> [Consigna]:
Organiza todas las líneas del material siguiente como una lista numerada y omite las líneas en blanco.
----- Datos extraídos
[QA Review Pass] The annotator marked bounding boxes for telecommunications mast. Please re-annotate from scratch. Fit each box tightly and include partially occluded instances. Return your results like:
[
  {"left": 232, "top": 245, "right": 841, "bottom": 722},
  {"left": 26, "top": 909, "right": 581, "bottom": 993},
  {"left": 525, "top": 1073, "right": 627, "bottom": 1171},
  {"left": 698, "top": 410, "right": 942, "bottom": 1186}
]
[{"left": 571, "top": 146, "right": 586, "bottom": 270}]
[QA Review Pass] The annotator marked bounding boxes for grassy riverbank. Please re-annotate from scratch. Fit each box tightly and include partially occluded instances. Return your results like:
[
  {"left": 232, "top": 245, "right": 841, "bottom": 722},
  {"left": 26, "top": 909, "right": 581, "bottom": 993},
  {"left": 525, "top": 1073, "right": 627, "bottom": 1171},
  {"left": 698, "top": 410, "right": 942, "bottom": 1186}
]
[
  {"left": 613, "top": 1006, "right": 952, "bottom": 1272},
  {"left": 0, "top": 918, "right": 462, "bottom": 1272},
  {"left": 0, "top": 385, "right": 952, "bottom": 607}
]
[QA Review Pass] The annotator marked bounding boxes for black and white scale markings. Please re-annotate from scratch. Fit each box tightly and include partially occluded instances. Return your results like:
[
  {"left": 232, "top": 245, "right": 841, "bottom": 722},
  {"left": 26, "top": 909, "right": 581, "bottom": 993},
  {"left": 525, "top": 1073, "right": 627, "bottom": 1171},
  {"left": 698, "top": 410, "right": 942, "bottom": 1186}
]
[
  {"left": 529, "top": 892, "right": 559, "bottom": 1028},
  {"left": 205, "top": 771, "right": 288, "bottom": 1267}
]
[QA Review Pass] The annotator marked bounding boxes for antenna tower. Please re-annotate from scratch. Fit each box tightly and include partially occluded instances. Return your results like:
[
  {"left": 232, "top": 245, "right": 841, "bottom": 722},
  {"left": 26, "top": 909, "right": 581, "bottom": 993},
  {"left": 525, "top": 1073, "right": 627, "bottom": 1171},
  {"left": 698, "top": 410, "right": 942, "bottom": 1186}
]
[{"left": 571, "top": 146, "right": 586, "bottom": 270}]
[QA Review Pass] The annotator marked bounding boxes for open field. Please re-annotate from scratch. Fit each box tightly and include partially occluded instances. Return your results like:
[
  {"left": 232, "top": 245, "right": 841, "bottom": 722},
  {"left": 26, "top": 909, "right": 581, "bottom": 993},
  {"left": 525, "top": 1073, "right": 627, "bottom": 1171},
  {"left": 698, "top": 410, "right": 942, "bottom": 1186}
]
----------
> [Solución propuesta]:
1. [QA Review Pass] The annotator marked bounding boxes for telecommunications mast. Please re-annotate from scratch. Fit each box tightly and include partially occluded instances. Return your results like:
2. [
3.   {"left": 232, "top": 245, "right": 841, "bottom": 722},
4.   {"left": 26, "top": 909, "right": 581, "bottom": 993},
5.   {"left": 525, "top": 1073, "right": 627, "bottom": 1171},
6.   {"left": 698, "top": 410, "right": 942, "bottom": 1186}
7. ]
8. [{"left": 571, "top": 146, "right": 586, "bottom": 270}]
9. [QA Review Pass] The annotator marked bounding boxes for grassy riverbank. Please re-annotate from scratch. Fit each box tightly and include partially occluded instances. Return your results like:
10. [
11.   {"left": 232, "top": 245, "right": 841, "bottom": 722},
12.   {"left": 26, "top": 909, "right": 581, "bottom": 993},
13.   {"left": 525, "top": 1073, "right": 627, "bottom": 1171},
14.   {"left": 698, "top": 410, "right": 942, "bottom": 1186}
15. ]
16. [
17.   {"left": 613, "top": 1006, "right": 952, "bottom": 1272},
18.   {"left": 0, "top": 918, "right": 462, "bottom": 1272},
19.   {"left": 0, "top": 385, "right": 952, "bottom": 607}
20. ]
21. [QA Review Pass] The annotator marked bounding boxes for black and white scale markings. Please re-annotate from scratch. Fit each box tightly and include partially occluded instances. Return your results like:
22. [
23.   {"left": 232, "top": 245, "right": 841, "bottom": 722},
24.   {"left": 26, "top": 909, "right": 581, "bottom": 993},
25.   {"left": 525, "top": 1073, "right": 627, "bottom": 1171},
26.   {"left": 698, "top": 410, "right": 942, "bottom": 1186}
27. ]
28. [
29.   {"left": 529, "top": 892, "right": 559, "bottom": 1028},
30.   {"left": 205, "top": 771, "right": 288, "bottom": 1267}
31. ]
32. [QA Review Pass] The annotator marked bounding boxes for antenna tower. Please re-annotate from scratch. Fit each box tightly and include partially occluded instances. Return your results like:
33. [
34.   {"left": 232, "top": 245, "right": 841, "bottom": 722},
35.   {"left": 26, "top": 909, "right": 581, "bottom": 993},
36.   {"left": 525, "top": 1073, "right": 627, "bottom": 1171},
37.   {"left": 698, "top": 410, "right": 942, "bottom": 1186}
38. ]
39. [{"left": 571, "top": 146, "right": 586, "bottom": 270}]
40. [QA Review Pass] The annotator marked bounding boxes for open field. Please re-annotate from scratch. Fit each box tightly and include partially occluded instances. Return your results like:
41. [
42.   {"left": 232, "top": 245, "right": 841, "bottom": 722},
43.   {"left": 26, "top": 909, "right": 581, "bottom": 993},
44.   {"left": 525, "top": 1073, "right": 627, "bottom": 1171},
45.   {"left": 698, "top": 410, "right": 942, "bottom": 1186}
46. ]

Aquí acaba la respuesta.